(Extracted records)
..............................

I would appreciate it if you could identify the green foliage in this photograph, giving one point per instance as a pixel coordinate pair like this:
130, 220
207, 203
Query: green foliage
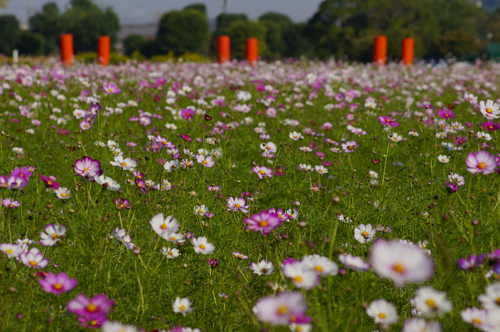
224, 20
48, 24
31, 43
199, 7
9, 34
183, 31
133, 43
87, 21
240, 31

..............................

TASK DIRECTIONS
Substitute "leafy greenery" for every "green foliage" in the records and write them out again with nothing else changed. Omit the pictures from your answer.

SOLUTION BELOW
I would appreciate it if you could identify the leafy greenery in this photograph, giving one point per instance as a pixel coordinate pair like this:
130, 220
207, 203
Query: leafy greenery
224, 20
48, 24
31, 43
199, 7
9, 34
183, 31
133, 43
87, 21
240, 31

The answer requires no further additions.